Passage for review
Vikram & The Vampire

King Vikram and The Vampire

Classic Indian Tales of Adventure, Magic and Romance

Baital-Pachisi, Twenty-Five Tales of a Baital, Vetala Panchvimshati

by Sage Bhavabuti

retold and abridged by Richard Francis Sir Burton

Edited by his Wife

Isabel Burton

[1870]

Preface to the Thai Edition (2554)

by C.J. Hinke

Les fables, loin de grandir les hommes, la Nature et Dieu, rapetssent tout.
Lamartine (Milton)

One who had eyes saw it; the blind will not understand it.
A poet, who is a boy, he has perceived it; he who understands it
will be his sire’s sire.“–Rig-Veda (I.164.16).

Preface to the Thai Edition (2554) :

The dark of night

ALL societies and cultures worldwide have an oral tradition of ghost stories. These are most often told within the circle of the evening fire to instruct (and scare!) young children to respect and obedience. As books came to be written, ghost stories were copied to manuscripts and set to print.

However, it must be fair to say that Sage Bhavabuti’s 25 ghost stories, King Vikram and The Vampire, are some of the oldest extant examples. The hero of the stories, King Vikram, is thought to be Vikramāditya who ruled much of India (Bharat) in the first century BC.

The Burton translation into English selects 11 of the best chapters of Baital-pachisi (Hindi), sometimes transliterated “betal” or “betaal”, and “pacheesi”. In their original Sanskrit the stories are known as Vetala PanchvimshatiBaital or vetala are mythological undead fiends who occupy and animate corpses.

Work item
Please summarize the excerpt on King Vikram and The Vampire in two sentences. These rows have no connection to the excerpt.

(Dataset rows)
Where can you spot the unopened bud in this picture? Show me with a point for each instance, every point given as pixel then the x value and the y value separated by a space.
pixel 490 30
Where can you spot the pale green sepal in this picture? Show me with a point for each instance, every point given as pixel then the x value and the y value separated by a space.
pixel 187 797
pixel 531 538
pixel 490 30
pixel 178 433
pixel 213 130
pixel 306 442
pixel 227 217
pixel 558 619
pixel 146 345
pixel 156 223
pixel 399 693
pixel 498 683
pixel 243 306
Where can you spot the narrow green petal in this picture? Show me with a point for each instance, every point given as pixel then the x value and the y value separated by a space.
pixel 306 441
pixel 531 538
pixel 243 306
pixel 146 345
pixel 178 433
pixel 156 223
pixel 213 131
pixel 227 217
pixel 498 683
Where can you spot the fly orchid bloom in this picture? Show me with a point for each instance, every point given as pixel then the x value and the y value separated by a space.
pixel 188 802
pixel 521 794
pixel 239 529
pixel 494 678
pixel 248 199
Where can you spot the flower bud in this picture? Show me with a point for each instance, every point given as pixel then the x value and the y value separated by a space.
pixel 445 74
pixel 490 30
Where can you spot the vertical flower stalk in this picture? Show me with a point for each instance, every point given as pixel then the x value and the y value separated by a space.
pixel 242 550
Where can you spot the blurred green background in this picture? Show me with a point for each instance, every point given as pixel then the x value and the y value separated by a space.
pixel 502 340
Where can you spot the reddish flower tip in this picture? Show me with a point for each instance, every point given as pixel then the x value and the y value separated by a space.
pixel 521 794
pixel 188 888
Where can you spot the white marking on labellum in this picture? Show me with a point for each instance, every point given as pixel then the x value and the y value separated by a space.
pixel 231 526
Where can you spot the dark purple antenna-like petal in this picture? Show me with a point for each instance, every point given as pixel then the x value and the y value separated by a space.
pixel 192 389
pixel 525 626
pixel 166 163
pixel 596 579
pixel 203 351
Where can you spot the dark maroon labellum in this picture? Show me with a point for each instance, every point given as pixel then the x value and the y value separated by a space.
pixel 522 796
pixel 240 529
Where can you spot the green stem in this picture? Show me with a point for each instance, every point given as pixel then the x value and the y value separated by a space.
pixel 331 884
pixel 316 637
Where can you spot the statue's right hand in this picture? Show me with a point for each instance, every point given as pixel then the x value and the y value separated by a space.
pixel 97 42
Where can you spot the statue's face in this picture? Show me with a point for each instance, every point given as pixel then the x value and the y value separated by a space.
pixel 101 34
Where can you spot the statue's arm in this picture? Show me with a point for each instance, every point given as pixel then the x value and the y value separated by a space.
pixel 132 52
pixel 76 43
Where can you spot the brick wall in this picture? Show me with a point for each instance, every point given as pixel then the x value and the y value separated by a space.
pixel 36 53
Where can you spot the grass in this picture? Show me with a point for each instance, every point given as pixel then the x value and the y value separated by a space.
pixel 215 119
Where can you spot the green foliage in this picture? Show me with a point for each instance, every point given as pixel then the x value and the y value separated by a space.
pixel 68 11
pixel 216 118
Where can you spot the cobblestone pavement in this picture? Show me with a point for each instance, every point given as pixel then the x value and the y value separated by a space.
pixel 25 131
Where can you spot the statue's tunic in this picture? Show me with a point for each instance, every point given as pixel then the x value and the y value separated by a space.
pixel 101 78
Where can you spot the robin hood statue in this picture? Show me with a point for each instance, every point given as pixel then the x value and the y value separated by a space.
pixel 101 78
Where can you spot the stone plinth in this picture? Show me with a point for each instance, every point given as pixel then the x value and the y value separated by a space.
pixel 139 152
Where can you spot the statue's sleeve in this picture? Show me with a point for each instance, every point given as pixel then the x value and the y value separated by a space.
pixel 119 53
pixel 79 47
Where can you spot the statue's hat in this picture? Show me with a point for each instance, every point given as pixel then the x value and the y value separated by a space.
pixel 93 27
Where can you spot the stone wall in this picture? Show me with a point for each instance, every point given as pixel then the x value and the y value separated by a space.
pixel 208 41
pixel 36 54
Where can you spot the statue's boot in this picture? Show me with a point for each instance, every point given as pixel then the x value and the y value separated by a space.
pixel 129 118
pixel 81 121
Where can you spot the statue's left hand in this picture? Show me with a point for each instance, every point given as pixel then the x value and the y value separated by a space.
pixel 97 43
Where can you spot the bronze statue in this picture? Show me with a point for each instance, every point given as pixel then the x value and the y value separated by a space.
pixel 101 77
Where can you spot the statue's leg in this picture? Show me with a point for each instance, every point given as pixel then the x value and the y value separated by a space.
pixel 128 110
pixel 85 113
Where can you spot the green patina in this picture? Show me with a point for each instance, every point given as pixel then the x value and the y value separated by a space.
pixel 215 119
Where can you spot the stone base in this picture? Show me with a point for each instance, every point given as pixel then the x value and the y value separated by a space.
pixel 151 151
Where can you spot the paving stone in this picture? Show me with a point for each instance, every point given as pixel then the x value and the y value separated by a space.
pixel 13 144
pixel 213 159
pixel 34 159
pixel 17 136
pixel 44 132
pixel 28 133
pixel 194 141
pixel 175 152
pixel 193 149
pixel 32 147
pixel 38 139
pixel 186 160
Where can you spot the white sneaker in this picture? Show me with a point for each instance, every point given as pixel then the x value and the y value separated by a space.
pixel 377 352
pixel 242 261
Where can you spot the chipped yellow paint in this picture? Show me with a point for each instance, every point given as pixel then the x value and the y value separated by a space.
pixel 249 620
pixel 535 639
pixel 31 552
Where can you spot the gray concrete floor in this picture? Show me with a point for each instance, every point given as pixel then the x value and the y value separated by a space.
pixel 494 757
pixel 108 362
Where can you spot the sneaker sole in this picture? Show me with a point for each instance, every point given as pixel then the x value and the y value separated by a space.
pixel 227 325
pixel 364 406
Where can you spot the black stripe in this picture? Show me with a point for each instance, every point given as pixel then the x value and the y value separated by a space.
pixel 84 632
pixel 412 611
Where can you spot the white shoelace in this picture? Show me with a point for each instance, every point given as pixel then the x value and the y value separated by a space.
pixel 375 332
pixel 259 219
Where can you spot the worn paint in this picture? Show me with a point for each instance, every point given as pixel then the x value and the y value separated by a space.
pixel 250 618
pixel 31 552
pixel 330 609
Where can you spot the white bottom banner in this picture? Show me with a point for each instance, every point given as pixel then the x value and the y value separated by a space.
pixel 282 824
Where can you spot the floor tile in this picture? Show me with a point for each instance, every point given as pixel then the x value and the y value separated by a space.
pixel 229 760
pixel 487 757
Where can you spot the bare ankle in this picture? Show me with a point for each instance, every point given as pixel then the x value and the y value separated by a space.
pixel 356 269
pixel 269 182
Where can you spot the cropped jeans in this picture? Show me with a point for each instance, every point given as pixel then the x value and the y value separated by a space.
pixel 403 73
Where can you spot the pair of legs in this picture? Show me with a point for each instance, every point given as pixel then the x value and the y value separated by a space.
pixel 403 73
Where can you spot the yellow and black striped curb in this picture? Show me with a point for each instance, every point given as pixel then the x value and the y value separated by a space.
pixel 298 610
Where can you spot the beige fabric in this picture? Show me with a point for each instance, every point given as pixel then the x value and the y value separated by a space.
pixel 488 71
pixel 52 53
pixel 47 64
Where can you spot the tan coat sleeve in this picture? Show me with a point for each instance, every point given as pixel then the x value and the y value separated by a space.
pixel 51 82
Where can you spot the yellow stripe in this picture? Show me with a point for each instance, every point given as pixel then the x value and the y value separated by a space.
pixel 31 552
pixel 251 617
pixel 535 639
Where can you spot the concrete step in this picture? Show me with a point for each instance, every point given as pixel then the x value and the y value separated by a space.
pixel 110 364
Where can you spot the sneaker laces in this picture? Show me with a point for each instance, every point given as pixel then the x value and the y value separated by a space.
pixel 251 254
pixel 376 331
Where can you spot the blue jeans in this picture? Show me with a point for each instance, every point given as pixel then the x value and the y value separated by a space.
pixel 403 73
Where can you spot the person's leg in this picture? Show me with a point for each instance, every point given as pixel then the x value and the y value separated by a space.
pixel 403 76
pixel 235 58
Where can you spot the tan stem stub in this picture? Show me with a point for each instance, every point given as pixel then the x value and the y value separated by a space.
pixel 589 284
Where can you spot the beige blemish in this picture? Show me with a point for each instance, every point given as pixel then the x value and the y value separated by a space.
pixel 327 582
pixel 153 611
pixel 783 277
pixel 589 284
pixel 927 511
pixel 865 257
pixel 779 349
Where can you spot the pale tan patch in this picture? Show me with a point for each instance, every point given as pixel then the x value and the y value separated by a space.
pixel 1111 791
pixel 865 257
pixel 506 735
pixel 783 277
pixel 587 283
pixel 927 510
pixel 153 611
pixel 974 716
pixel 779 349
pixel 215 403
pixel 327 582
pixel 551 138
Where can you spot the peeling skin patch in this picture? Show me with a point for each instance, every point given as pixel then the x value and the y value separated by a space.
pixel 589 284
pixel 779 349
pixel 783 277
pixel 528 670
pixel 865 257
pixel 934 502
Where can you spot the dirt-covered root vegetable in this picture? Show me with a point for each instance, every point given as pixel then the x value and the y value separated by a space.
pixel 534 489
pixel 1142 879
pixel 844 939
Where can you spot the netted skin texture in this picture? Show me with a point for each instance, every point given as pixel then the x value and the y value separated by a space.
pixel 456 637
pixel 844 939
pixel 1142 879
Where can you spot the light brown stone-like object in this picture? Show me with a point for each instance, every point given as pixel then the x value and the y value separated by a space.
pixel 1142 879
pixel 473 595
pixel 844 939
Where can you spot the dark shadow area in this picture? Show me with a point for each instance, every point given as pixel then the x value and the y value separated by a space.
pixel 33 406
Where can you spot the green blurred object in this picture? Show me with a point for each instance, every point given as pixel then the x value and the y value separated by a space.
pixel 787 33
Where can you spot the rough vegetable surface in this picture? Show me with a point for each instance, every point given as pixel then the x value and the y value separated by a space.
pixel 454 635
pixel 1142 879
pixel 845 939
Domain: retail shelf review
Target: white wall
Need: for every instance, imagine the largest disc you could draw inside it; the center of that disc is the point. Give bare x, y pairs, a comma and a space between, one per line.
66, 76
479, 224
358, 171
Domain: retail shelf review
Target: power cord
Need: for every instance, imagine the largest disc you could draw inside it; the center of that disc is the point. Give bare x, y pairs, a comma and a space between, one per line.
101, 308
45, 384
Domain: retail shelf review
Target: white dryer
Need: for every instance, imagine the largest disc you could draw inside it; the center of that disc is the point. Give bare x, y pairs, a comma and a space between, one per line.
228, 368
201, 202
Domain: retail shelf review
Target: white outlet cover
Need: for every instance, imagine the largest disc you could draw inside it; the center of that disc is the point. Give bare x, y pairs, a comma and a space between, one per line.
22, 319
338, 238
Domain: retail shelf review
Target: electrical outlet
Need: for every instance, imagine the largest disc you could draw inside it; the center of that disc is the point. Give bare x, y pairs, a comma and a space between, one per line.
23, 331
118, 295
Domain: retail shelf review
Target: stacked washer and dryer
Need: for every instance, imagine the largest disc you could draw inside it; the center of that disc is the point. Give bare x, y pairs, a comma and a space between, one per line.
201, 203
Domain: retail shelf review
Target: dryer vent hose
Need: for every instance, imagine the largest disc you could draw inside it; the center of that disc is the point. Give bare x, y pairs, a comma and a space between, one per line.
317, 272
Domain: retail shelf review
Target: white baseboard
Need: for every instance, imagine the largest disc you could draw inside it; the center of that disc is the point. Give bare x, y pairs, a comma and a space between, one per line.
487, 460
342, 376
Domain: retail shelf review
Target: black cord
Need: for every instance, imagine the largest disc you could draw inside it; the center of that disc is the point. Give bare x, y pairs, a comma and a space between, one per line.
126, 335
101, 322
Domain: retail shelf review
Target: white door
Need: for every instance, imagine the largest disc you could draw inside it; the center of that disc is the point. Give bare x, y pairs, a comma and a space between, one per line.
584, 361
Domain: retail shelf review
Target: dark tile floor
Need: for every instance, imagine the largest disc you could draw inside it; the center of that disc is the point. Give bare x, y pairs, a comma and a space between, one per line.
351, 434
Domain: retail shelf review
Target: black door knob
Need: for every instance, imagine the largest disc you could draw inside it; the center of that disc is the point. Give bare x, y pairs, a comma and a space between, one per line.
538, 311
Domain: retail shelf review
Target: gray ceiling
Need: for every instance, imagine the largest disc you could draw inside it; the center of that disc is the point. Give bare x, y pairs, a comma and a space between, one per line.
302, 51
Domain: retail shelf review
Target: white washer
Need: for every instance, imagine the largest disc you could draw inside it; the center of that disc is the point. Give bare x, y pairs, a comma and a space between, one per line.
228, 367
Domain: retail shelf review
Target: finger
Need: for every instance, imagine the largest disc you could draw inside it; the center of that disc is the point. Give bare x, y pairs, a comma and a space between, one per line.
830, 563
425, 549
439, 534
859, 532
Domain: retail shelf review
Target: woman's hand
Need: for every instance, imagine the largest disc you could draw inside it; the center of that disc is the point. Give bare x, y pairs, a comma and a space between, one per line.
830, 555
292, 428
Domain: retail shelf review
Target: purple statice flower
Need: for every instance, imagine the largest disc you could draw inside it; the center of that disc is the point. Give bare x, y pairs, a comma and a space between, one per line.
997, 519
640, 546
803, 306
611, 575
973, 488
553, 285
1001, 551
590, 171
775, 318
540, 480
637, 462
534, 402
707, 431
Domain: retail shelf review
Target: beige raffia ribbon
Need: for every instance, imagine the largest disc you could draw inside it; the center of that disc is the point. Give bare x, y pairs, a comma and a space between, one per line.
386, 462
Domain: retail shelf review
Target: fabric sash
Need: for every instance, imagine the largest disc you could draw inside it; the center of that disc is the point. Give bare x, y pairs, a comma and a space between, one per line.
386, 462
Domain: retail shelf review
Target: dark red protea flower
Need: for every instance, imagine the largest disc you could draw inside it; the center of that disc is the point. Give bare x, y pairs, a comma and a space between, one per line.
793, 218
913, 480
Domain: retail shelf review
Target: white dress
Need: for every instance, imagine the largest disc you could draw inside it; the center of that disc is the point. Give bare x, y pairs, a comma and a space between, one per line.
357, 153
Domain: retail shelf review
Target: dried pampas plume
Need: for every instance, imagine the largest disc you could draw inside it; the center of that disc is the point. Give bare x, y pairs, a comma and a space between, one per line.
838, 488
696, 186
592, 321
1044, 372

Expected output
Every society has an oral tradition of ghost stories, often told around the evening fire to teach young children respect and obedience, and these stories were later copied into manuscripts and printed. Sage Bhavabuti's 25 ghost stories, King Vikram and The Vampire, are among the oldest surviving examples; their hero is thought to be Vikramāditya, who ruled much of India in the first century BC, and the Burton translation selects 11 of the best chapters of the Baital-pachisi.